Work request:
Repeat the listing below exactly as given.

Data for this task:
....................

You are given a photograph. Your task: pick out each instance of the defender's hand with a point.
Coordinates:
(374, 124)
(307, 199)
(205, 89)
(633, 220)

....................

Response box:
You are given a photograph. Your task: pick out each instance of the defender's hand with a point.
Coordinates:
(374, 124)
(307, 199)
(205, 89)
(633, 220)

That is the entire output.